▶ [EXCERTO DE TEXTO]
┄┄┄┄┄┄

Temos de voltar ao básico, a alimentos verdadeiros para todos.
Os profissionais de saúde têm mostrado alguma resistência ao BLW?
Sim. Há aqui motivos que são comuns, quer à família, quer aos profissionais. Mas também devo dizer que há cada vez mais profissionais de saúde interessados nesta abordagem. Ainda há dias uma colega pediu-me para ir ao centro de saúde onde ela trabalha para dar alguma informação aos colegas enfermeiros e médicos.
Quando uma família fala em BLW com o seu médico assistente, o médico de família, ou pediatra, acho que a principal resistência se prende com o desconhecimento. E daí nasce a resistência. Porque não vou saber como lidar com ´aquilo`. Como defesa, digo que não é bom, e continuo a minha abordagem de sempre.
Uma das questões que surge muito, quer nas famílias, quer nos profissionais, é a do engasgamento, o que só mostra, mais uma vez, algum desconhecimento.
Porquê?
O engasgamento é um tema muito importante e que tem de estar sempre em cima da mesa. No BLW temos de cumprir regras de segurança. Para já em relação ao engasgamento, ele pode acontecer em qualquer fase da vida e com qualquer consistência de alimentos, não é uma problemática que se prenda exclusivamente como a introdução da alimentação complementar.
No BLW não vamos pôr alimentos sólidos na boca do bebé, vamos disponibilizá-los frente ao bebé que tem de estar 100% no controlo. Isto faz com que aquele bebé que ainda tem o reflexo de extrusão da língua, que ainda não está pronto para estes alimentos, não vai conseguir pô-los na boca. Se eu vou tentar pôr na boca esses alimentos, aí sim aumento o engasgamento.
Esta questão do engasgamento e dos sólidos não está relacionada com o BLW, as pessoas é que levam o tema para aí. Normalmente, o bebé faz seis meses e começa a introdução alimentar. Os pais e avós estão desejosos de oferecerem algo sólido à criança e dão-lhe uma côdea de pão. Esta, pode aumentar o risco de engasgamento e é isso que vai acontecer muitas vezes. O bebé terá reflexo de vómito, o que assusta. E somos levados a pensar: “se dei a côdea de pão e se o bebé se engasgou como é que agora lhe vou dar os outros alimentos’”. O que terei de fazer é escolher alimentos com formatos e consistências adequadas à idade do bebé.
No BLW não vamos pôr alimentos sólidos na boca do bebé, vamos disponibilizá-los frente ao bebé que tem de estar 100% no controlo.
Há uma altura em que damos os filhos ao mundo, para os infantários, amas. Uma realidade que extrapolará o nosso controlo doméstico. É possível nestes contextos manter o BLW?
É uma limitação. A partir do momento em que deixamos de estar com o bebé e temos de o levar para os infantários, avós, a ama, podemos já não conseguir manter estar abordagem, mas depende também de que com que idade é que o bebé vai. No livro apresento caminhos para cada família ver consoante a idade e contextos. Com os avós surgem expressões curiosas: "ah, mas filha eu já fazia isto contigo, quando eras bebé também te oferecíamos o arroz" e começam a contar essas histórias.

┄┄┄┄┄┄

▶ [INSTRUÇÕES DA TAREFA]
De acordo com o excerto sobre o BLW, a que se deve sobretudo a resistência do médico quando uma família lhe fala desta abordagem? As entradas constituem material à parte, sem relação com o excerto.

┄┄┄┄┄┄

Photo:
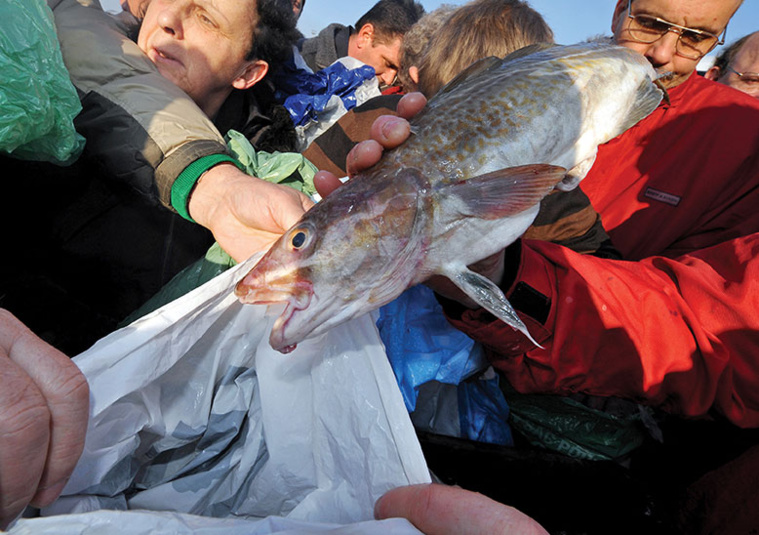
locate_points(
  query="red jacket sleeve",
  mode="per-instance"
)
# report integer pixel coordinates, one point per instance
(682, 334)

┄┄┄┄┄┄

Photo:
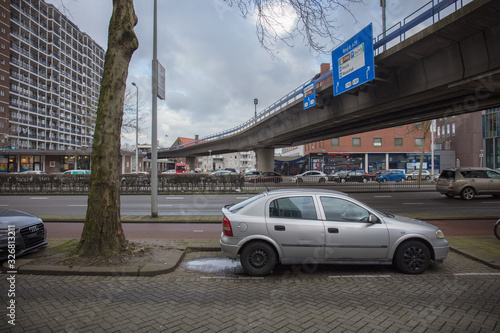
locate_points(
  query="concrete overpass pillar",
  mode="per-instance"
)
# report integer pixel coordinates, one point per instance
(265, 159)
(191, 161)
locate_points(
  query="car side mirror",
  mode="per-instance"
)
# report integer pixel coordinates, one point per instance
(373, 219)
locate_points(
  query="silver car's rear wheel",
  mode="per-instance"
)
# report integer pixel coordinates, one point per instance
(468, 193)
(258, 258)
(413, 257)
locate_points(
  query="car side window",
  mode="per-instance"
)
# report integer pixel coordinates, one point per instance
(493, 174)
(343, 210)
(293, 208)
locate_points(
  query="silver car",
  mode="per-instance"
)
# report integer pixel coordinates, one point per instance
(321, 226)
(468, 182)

┄┄┄┄┄┄

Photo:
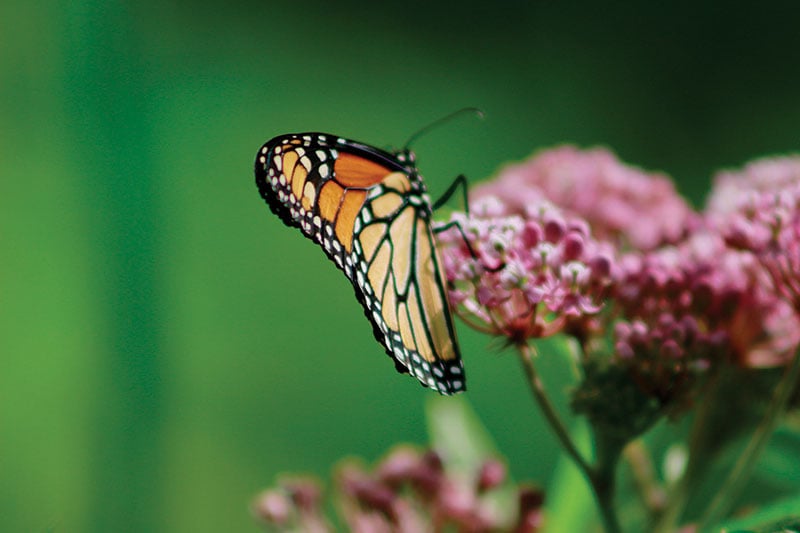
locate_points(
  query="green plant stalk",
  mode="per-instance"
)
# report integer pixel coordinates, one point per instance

┄┄┄┄┄┄

▶ [PROBLEMA RESOLVIDO]
Deve-se principalmente ao desconhecimento.